## WORK ITEM
All entries should be copied exactly, none left out.

## SUPPLIED ENTRIES
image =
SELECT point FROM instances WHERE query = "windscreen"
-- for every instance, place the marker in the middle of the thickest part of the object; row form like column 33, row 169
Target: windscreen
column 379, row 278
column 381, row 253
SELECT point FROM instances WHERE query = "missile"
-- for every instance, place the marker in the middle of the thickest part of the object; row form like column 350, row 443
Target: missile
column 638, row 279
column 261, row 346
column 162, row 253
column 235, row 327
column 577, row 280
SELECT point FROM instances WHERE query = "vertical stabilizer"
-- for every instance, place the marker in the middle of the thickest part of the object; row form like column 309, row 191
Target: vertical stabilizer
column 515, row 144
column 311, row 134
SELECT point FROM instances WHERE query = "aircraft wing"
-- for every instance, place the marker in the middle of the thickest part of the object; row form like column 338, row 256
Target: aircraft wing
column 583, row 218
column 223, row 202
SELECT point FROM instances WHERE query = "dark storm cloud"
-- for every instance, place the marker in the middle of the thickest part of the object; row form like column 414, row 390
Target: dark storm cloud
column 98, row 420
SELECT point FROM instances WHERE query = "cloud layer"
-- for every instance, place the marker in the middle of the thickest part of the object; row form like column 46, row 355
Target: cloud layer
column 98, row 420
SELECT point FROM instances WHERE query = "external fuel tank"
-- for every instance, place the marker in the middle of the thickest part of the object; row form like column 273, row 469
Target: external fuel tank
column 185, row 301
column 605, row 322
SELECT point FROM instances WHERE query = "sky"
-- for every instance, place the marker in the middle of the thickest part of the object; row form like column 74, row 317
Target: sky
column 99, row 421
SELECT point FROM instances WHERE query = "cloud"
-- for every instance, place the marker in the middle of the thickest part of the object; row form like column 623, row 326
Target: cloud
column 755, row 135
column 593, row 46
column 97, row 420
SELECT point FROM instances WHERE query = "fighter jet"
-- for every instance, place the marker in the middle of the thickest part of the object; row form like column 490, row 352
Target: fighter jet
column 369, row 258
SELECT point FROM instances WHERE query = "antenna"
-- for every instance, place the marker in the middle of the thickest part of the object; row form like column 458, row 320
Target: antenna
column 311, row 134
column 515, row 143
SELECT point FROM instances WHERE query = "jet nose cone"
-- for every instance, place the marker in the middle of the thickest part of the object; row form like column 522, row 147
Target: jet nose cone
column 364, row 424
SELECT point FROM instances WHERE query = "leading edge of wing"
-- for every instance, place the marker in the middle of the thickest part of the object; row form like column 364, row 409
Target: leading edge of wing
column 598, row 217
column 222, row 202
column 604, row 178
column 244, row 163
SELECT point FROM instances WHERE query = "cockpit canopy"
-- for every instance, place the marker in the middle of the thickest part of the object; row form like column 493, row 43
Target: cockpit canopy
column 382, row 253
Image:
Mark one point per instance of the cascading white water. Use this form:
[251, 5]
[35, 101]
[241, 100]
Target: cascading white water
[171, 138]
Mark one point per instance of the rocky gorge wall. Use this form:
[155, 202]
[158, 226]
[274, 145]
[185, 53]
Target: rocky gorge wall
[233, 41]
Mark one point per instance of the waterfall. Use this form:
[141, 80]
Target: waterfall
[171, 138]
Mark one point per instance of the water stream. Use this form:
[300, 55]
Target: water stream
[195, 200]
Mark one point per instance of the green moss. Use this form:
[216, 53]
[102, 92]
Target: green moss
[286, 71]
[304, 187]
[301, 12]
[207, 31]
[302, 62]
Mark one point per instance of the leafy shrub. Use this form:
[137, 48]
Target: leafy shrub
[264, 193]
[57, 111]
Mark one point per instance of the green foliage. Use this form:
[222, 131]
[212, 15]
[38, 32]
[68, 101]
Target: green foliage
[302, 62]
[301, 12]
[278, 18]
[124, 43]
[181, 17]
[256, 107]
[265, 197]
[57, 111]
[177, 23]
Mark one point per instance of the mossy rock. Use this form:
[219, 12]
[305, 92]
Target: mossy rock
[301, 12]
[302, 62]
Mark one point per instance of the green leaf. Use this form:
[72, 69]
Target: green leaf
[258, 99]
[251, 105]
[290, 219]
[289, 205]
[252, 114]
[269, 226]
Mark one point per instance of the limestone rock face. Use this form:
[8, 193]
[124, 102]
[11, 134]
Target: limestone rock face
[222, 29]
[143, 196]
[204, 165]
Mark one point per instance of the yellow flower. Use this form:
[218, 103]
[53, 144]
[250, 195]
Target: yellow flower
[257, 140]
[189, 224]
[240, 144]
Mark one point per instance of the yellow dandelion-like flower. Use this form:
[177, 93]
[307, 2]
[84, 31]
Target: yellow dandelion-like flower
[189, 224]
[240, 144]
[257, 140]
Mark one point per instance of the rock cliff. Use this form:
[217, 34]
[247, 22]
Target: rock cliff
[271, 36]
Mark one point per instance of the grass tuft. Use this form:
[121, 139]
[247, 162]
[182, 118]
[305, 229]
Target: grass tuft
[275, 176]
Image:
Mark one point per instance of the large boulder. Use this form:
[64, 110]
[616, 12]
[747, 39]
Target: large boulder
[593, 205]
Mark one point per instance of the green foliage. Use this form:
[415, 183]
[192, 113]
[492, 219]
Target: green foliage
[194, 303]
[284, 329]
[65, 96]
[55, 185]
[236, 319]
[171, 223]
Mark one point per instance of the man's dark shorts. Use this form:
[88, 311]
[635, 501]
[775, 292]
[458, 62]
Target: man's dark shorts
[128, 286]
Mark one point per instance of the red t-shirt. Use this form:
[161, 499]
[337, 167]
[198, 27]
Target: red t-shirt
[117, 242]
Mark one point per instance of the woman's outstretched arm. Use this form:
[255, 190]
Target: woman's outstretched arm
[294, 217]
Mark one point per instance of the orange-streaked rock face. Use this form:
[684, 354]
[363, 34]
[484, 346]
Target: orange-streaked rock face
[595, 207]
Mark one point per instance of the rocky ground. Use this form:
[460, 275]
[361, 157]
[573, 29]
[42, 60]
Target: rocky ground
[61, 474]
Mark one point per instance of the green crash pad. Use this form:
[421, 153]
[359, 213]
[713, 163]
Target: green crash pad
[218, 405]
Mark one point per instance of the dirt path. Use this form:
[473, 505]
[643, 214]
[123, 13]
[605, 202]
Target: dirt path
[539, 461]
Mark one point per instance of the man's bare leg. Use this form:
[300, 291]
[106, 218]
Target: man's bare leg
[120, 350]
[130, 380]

## EXPECTED OUTPUT
image =
SELECT point FROM instances WHERE query = "windscreen"
-- for every instance, place the marker in the middle of the thickest part of the object; row form like column 33, row 169
Target: windscreen
column 379, row 278
column 381, row 253
SELECT point FROM instances WHERE query = "missile"
-- for every instance, place the marker in the middle of the thickest part of the object; row form like column 350, row 443
Target: missile
column 638, row 279
column 261, row 346
column 162, row 253
column 235, row 327
column 577, row 280
SELECT point FROM instances WHERE query = "vertical stabilizer"
-- for every instance, place the marker in the middle of the thickest part of the object; row form like column 309, row 191
Target: vertical stabilizer
column 515, row 144
column 311, row 134
SELECT point FROM instances WHERE query = "aircraft wing"
-- for every instance, place the marker in the middle of the thickest part of the object; row form like column 338, row 256
Target: aircraft wing
column 583, row 218
column 223, row 202
SELECT point FROM instances WHERE query = "dark storm cloud"
-- for every instance, place the marker in the middle of the thickest part of the object; row form like column 414, row 390
Target: dark storm cloud
column 98, row 420
SELECT point FROM instances WHERE query = "cloud layer"
-- for every instance, place the marker in the middle of the thickest part of the object; row form like column 46, row 355
Target: cloud layer
column 98, row 420
SELECT point FROM instances WHERE query = "external fuel tank"
-- for every instance, place the marker in the middle of the thickest part of the object; row form like column 273, row 469
Target: external fuel tank
column 185, row 301
column 605, row 322
SELECT point FROM instances WHERE query = "sky"
-- for every instance, place the marker in the middle of the thickest part of the object; row form like column 74, row 317
Target: sky
column 99, row 421
SELECT point FROM instances WHERE query = "cloud"
-- for every instance, place the marker in the middle of the thickest part of the object; row form like column 623, row 326
Target: cloud
column 755, row 135
column 593, row 46
column 97, row 420
SELECT point FROM instances WHERE query = "fighter jet"
-- for every instance, place the marker in the middle of the thickest part of the object; row form like column 490, row 352
Target: fighter jet
column 369, row 258
SELECT point FROM instances WHERE query = "antenna"
-- for every instance, place the marker in the middle of the thickest part of the object; row form like column 458, row 320
Target: antenna
column 311, row 134
column 515, row 143
SELECT point FROM instances WHERE query = "jet nose cone"
-- for every instance, place the marker in the middle of the thickest part of the object; row form like column 522, row 147
Target: jet nose cone
column 364, row 424
SELECT point FROM instances WHERE query = "leading edge of wing"
-- for every instance, place the marker in the middle of the thickest part of the object; row form like column 364, row 409
Target: leading edge of wing
column 598, row 217
column 222, row 202
column 604, row 178
column 244, row 163
SELECT point FROM instances WHERE query = "cockpit canopy"
-- for every instance, place the marker in the middle of the thickest part of the object; row form like column 493, row 43
Target: cockpit canopy
column 382, row 253
Image:
Mark one point per instance of the cascading white water. Use this form:
[251, 5]
[35, 101]
[241, 100]
Target: cascading white water
[171, 138]
Mark one point per instance of the rocky gorge wall. Use this form:
[155, 202]
[158, 226]
[274, 145]
[185, 53]
Target: rocky gorge wall
[233, 41]
Mark one point per instance of the waterfall. Use this form:
[141, 80]
Target: waterfall
[171, 138]
Mark one point per instance of the water stream. Use this form:
[300, 55]
Target: water stream
[195, 200]
Mark one point per instance of the green moss. Use this form:
[216, 53]
[102, 92]
Target: green moss
[286, 71]
[304, 187]
[301, 12]
[207, 31]
[302, 62]
Mark one point per instance of the leafy shrub. Use this form:
[137, 48]
Target: leafy shrub
[264, 193]
[57, 111]
Mark one point per instance of the green foliage. Use this form:
[222, 131]
[212, 15]
[38, 32]
[68, 101]
Target: green foliage
[302, 62]
[301, 12]
[278, 18]
[124, 43]
[181, 17]
[256, 107]
[265, 197]
[57, 111]
[177, 23]
Mark one point per instance of the mossy rock. Use this form:
[219, 12]
[305, 92]
Target: mossy rock
[301, 12]
[302, 62]
Mark one point per instance of the green leaf. Use this form:
[72, 69]
Target: green leaf
[258, 99]
[251, 105]
[290, 219]
[289, 205]
[252, 114]
[269, 226]
Mark one point per instance of the limestone rock face. Use this form:
[8, 193]
[124, 102]
[11, 134]
Target: limestone rock face
[222, 29]
[143, 196]
[204, 165]
Mark one point per instance of the yellow flower. Use this form:
[218, 103]
[53, 144]
[250, 195]
Target: yellow flower
[257, 140]
[189, 224]
[240, 144]
Mark one point per instance of the yellow dandelion-like flower. Use this form:
[177, 93]
[307, 2]
[84, 31]
Target: yellow dandelion-like flower
[189, 224]
[240, 144]
[257, 140]
Mark one point per instance of the rock cliff. Use this form:
[217, 34]
[247, 22]
Target: rock cliff
[271, 36]
Mark one point per instance of the grass tuft. Use this form:
[121, 139]
[247, 162]
[182, 118]
[305, 229]
Target: grass tuft
[275, 176]
Image:
Mark one point per instance of the large boulder. Use this form:
[64, 110]
[616, 12]
[747, 39]
Target: large boulder
[593, 205]
Mark one point per instance of the green foliage. Use this form:
[415, 183]
[192, 113]
[492, 219]
Target: green foliage
[194, 303]
[284, 329]
[65, 96]
[55, 185]
[236, 319]
[171, 223]
Mark one point per instance of the man's dark shorts. Use this form:
[88, 311]
[635, 501]
[775, 292]
[458, 62]
Target: man's dark shorts
[128, 286]
Mark one point per instance of the red t-shirt. Use this form:
[161, 499]
[337, 167]
[198, 27]
Target: red t-shirt
[117, 242]
Mark one point per instance of the woman's outstretched arm. Use this form:
[255, 190]
Target: woman's outstretched arm
[294, 217]
Mark one point per instance of the orange-streaked rock face. Use this form:
[684, 354]
[363, 34]
[484, 346]
Target: orange-streaked rock face
[595, 207]
Mark one point per instance of the rocky ground. Use this form:
[460, 275]
[361, 157]
[573, 29]
[42, 60]
Target: rocky ground
[61, 474]
Mark one point per instance of the green crash pad. Use this form:
[421, 153]
[359, 213]
[713, 163]
Target: green crash pad
[218, 405]
Mark one point per instance of the dirt path. Use this form:
[473, 505]
[643, 214]
[123, 13]
[605, 202]
Target: dirt path
[539, 461]
Mark one point per instance of the man's bare leg. Use this form:
[300, 291]
[106, 218]
Target: man's bare leg
[120, 350]
[130, 380]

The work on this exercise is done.